#### Provided passage:
Observe the sabbath day to keep it holy (12-15)
When God gave the commandments at Sinai the people were coming out of centuries of slavery in Egypt. To be told to take one day every week to completely rest from labor was unheard of. Forty years later nothing distinguishes Israel from other nations more than its observance of a Sabbath rest. It is so different that God marks it as a sign of the covenant – it is the corporate version of circumcision. As individuals the people are marked by circumcision but as a nation Israel is set apart by the Sabbath (see Ex 31:12-17 and Ezekiel 20:12 for a discussion of the Sabbath as a mark of the covenant).
Moses references Sinai when he tells the people they are to observe the Sabbath as the Lord your God commanded you. At Sinai the reason for the Sabbath was creation. God rested on the seventh day of creation and set the precedent for His people. Here Moses does not mention creation but instead says the Sabbath is for remembering their deliverance from Egypt. Both reasons are valid – they are to follow the example of God and also to remember their salvation.
It is interesting that within this commandment to honor God is the secondary command to practice mercy toward the lowest members of society. Moses tells the people to remember that they too were slaves in Egypt and so must treat their own slaves humanely and allow them to rest (15). This commandment makes the perfect transition between the first section and its focus on God and the second section with its focus on man. The Sabbath observance is really both – honor God by setting apart a day to focus exclusively on Him but in so doing allow the poorest and most disadvantaged to rest from their labors (as well as any work animals). This points again to the truth that to love God is to love His people. The one who honors God will honor others.
The day is for rest and for remembrance. They are to set apart the day for the Lord but specifically they are to remember what He did for them in delivering them from Egypt. It is a day to remember their redemption. They will more officially remember the deliverance from Egypt when they celebrate Passover, but the Sabbath acts as a weekly reminder of all that God has done.
Moses does not list for them the specific acts of labor prohibited on the Sabbath. In other texts the people are prohibited from kindling a fire (Ex 35:3 – this command precludes current-day orthodox Jews from using electricity or driving a car), gathering wood (Num 15:32-36), and gathering manna (Ex 16:22-30). The Talmud will eventually define 39 activities forbidden on the Sabbath (see appendix at the end of these notes). These are in force during Jesus’ time and are the basis for the Pharisees’ criticism of Jesus and the disciples on the Sabbath.
It is difficult in some ways to apply this command to the Christian. Many believe it to be obsolete in light of Christ’s coming and the day of worship changing from the seventh to the first day. For most Christians – if they are honest – they really strive to observe the Nine Commandments. Sabbath rest is strictly for orthodox Jews.
The command is hard to apply culturally too. It was not uncommon in Israel’s time to work seven days a week. For them it was radical to take one day off. In our culture, however, five-day workweeks are the norm. A seventh day of specific rest is not unique in itself. On the other hand, we also live in a nation where virtually every store, service and form of entertainment is available seven days a week. So to completely cease all activities and strictly rest and contemplate God would be an exercise in radical living.

#### Data entries:
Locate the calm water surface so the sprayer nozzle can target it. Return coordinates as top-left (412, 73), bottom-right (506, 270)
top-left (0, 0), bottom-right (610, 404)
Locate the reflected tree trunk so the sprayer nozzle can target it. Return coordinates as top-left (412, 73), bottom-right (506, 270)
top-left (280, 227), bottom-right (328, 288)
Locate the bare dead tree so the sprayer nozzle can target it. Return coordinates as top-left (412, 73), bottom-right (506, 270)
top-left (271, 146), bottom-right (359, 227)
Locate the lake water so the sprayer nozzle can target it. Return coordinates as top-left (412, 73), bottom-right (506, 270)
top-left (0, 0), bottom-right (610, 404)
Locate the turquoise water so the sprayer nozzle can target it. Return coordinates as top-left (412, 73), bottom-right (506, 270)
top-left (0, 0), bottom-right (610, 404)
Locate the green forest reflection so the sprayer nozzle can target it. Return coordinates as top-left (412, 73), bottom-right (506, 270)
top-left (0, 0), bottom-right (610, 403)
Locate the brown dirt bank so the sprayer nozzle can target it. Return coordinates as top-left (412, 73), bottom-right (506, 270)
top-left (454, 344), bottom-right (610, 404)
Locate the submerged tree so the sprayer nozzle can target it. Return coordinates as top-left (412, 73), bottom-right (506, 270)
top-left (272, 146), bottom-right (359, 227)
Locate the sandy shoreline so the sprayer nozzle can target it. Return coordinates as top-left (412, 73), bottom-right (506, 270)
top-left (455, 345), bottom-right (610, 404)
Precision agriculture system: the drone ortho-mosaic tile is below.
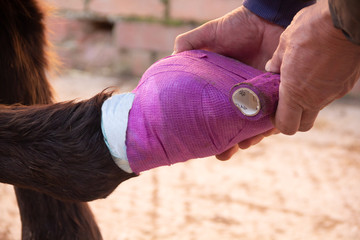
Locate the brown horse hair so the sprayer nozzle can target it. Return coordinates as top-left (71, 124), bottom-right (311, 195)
top-left (0, 0), bottom-right (131, 240)
top-left (0, 92), bottom-right (135, 201)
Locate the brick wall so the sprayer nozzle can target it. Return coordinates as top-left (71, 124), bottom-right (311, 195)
top-left (44, 0), bottom-right (360, 96)
top-left (45, 0), bottom-right (242, 76)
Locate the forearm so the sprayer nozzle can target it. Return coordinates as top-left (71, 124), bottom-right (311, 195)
top-left (243, 0), bottom-right (316, 27)
top-left (329, 0), bottom-right (360, 45)
top-left (0, 94), bottom-right (134, 201)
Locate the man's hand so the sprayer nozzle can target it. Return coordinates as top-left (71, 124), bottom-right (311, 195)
top-left (266, 0), bottom-right (360, 134)
top-left (174, 7), bottom-right (284, 70)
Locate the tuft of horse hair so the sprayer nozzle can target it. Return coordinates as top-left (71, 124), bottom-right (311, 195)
top-left (0, 92), bottom-right (136, 201)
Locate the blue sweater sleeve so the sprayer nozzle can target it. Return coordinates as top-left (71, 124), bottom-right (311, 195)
top-left (243, 0), bottom-right (316, 27)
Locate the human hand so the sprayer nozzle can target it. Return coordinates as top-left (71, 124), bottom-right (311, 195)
top-left (266, 0), bottom-right (360, 135)
top-left (174, 6), bottom-right (284, 70)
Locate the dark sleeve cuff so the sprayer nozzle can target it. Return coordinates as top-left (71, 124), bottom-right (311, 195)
top-left (329, 0), bottom-right (360, 45)
top-left (243, 0), bottom-right (316, 27)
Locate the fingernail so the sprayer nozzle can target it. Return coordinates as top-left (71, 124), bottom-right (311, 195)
top-left (265, 60), bottom-right (271, 72)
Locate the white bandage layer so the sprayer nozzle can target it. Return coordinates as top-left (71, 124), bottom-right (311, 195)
top-left (101, 93), bottom-right (135, 173)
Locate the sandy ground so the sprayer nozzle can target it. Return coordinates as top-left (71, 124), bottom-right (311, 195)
top-left (0, 72), bottom-right (360, 240)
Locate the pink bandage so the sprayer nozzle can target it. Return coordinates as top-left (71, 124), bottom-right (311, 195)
top-left (126, 50), bottom-right (280, 173)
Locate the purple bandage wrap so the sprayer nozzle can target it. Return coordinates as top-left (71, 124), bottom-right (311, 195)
top-left (126, 50), bottom-right (280, 173)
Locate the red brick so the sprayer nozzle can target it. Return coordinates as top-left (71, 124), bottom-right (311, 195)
top-left (114, 22), bottom-right (191, 54)
top-left (46, 16), bottom-right (86, 43)
top-left (170, 0), bottom-right (242, 21)
top-left (121, 50), bottom-right (152, 77)
top-left (89, 0), bottom-right (165, 18)
top-left (46, 0), bottom-right (85, 11)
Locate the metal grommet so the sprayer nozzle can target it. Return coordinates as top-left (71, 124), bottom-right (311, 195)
top-left (232, 87), bottom-right (261, 117)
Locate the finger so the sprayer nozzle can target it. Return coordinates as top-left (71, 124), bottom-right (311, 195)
top-left (262, 128), bottom-right (280, 137)
top-left (265, 34), bottom-right (286, 73)
top-left (173, 22), bottom-right (213, 54)
top-left (238, 134), bottom-right (264, 149)
top-left (216, 145), bottom-right (239, 161)
top-left (275, 85), bottom-right (303, 135)
top-left (299, 111), bottom-right (319, 132)
top-left (265, 47), bottom-right (282, 73)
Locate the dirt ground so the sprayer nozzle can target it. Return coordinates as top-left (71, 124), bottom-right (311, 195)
top-left (0, 72), bottom-right (360, 240)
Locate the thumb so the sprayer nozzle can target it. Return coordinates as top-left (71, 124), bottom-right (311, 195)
top-left (265, 47), bottom-right (283, 73)
top-left (173, 22), bottom-right (213, 54)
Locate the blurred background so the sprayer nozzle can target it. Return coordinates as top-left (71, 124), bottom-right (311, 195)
top-left (0, 0), bottom-right (360, 240)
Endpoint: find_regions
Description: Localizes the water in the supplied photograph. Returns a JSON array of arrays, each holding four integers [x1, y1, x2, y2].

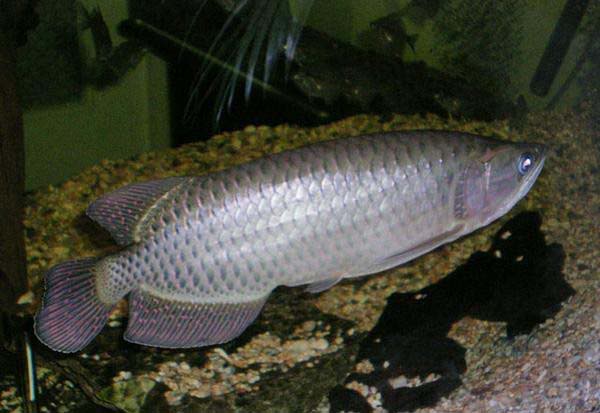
[[0, 0, 600, 412]]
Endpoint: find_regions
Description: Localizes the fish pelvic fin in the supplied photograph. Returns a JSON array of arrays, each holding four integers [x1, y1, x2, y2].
[[124, 290, 268, 348], [34, 258, 113, 353], [86, 177, 191, 245]]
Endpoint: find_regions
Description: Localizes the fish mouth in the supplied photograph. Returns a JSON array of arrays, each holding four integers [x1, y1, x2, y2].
[[483, 144, 548, 225]]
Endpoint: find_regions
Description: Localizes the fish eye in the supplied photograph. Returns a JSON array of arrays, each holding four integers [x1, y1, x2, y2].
[[517, 152, 535, 175]]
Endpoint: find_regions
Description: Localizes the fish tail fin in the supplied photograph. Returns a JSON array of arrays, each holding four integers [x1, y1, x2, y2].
[[34, 258, 113, 353]]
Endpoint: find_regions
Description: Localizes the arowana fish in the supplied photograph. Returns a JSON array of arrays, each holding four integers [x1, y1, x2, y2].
[[35, 131, 546, 352]]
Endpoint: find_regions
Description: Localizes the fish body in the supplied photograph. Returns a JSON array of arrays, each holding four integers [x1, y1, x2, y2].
[[35, 131, 545, 352]]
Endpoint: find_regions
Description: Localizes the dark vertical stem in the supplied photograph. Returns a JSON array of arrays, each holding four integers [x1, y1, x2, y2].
[[0, 12, 28, 313], [529, 0, 589, 96], [0, 0, 38, 413]]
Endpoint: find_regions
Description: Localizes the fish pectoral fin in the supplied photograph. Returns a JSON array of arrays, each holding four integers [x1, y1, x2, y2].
[[361, 224, 464, 275], [86, 177, 191, 245], [124, 290, 268, 348], [306, 275, 344, 294]]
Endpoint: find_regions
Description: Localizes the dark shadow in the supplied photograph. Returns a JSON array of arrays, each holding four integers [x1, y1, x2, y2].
[[330, 212, 575, 412]]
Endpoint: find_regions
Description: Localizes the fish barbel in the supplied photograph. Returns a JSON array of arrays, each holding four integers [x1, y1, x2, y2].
[[35, 131, 545, 352]]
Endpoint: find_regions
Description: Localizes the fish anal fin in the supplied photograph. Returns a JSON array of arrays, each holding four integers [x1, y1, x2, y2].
[[306, 276, 344, 294], [86, 177, 190, 245], [124, 290, 268, 348]]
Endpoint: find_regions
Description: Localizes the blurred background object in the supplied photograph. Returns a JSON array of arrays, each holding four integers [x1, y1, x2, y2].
[[19, 0, 598, 189]]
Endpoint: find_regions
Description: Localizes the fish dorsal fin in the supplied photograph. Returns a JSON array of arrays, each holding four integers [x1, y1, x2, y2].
[[86, 177, 191, 245]]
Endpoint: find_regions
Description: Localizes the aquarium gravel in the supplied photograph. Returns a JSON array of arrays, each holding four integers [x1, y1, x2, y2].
[[0, 108, 600, 413]]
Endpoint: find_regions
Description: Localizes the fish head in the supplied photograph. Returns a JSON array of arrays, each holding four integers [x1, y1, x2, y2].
[[454, 142, 546, 229]]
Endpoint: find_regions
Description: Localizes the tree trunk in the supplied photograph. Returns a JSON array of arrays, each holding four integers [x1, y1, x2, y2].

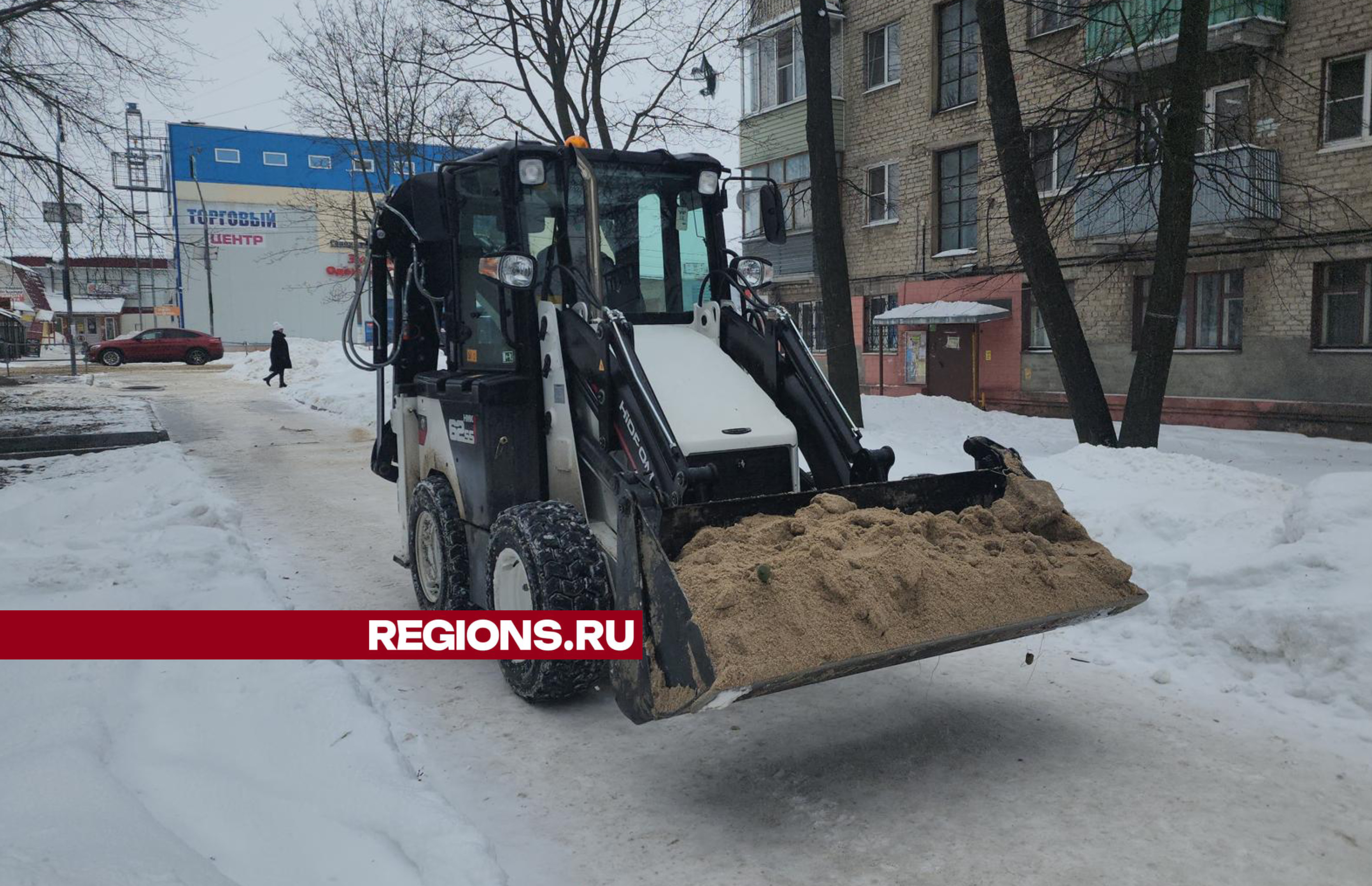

#### Task set:
**A)** In the Sabbath commentary, how many activities does the Talmud eventually define as forbidden on the Sabbath?
**B)** Please condense the paragraph of the Sabbath commentary that begins "Moses does not list for them" into a short bulleted list that keeps its main facts.
**C)** Resume the Sabbath commentary right after its final sentence, carrying its line of thought forward.
The rows come from a separate source and have no connection to the Sabbath commentary.

#### Exercise results:
**A)** 39 activities.

**B)**
- Moses does not specify which kinds of labor are banned on the Sabbath.
- Other texts prohibit kindling a fire (Ex 35:3), gathering wood (Num 15:32-36), and gathering manna (Ex 16:22-30).
- The Ex 35:3 ban on fire keeps present-day orthodox Jews from using electricity or driving.
- The Talmud eventually defines 39 forbidden Sabbath activities.
- These rules applied in Jesus' time and were the basis of the Pharisees' criticism of Jesus and his disciples.

**C)**
So is it okay to ignore it? It is notable that the Israelites were commanded to use the day to remember their deliverance from Egypt. They did this on the seventh day. We worship on the first day because it is the day Jesus rose from the dead. That being the case – and since Israel’s deliverance from Egypt was its redemption – it makes sense to equate our Sundays with Israel’s Sabbath as a day of remembrance. They remembered their redemption from Egypt – we remember our redemption from sin on the very day of the week it was accomplished.
Also – the author of Hebrews describes heaven as the Sabbath rest promised to all believers (chapter 4). From this it seems the Sabbath as Israel practiced it was actually a type of what was to come. The eternal Sabbath is the ultimate rest for the believer from our lives in a sinful world. With that in mind, it perhaps makes sense that the command to observe the Sabbath has meaning for the Christian.
On the other side, it is important to consider what Jesus said about the Sabbath. He said – in condemning the Pharisees for their rebuke of His and His disciples’ activities on the day – that the Sabbath was made for man instead of the other way around and that He is Lord of the Sabbath (Mark 2:23-28). What He meant is that the intent of the Sabbath was to honor God but also to genuinely give man a rest from his labors. The rest is a key part of understanding the day. The believer should see the day as a day he takes off from his normal activities or job. If the day is made for man, then man should observe it in a way that departs from his regular activities.
If we compile all of these facts we can perhaps formulate an understanding of how this command should affect us in the age of grace and in western culture.
- We should see Sunday as a different day.
- We should avoid responsibilities that regularly take us away from church on Sundays. Remembering our redemption and honoring our Redeemer one day a week should be a priority.
- We are not bound by the 39 prohibited activities of the Talmud but by the same token should likely avoid our normal workday (not sure how to apply this to the stay-at-home mom). Resting from work, however, can take many forms. Cutting grass, working in the garden, playing sports, watching sports – all of these can be forms of rest from normal labor. If the day is made for man, then perhaps we have flexibility in what for us constitutes rest.
- We must remember the Sabbath’s intent to give rest to all people at every level of society. We must focus not only on our rest but on the rest of all those around us. Sunday should have a community focus. [The Christian who is an employer must fully think through any business that requires employees to work on Sunday.]
The Sabbath day was every Israelite’s opportunity to honor God, not only by giving time to praise, learning, and witness, but also by showing practical compassion for others – members of the family, the household’s servants, even its animals, and the refugee who has just arrived in the local town or village. The Sabbath commandment is a striking reminder that God’s people cannot separate their adoration for God from their attitude to their fellows. With its clear prohibition about making people work, the Sabbath commandment reminds us not only that we must worship God but also that we are forbidden to live selfishly in community.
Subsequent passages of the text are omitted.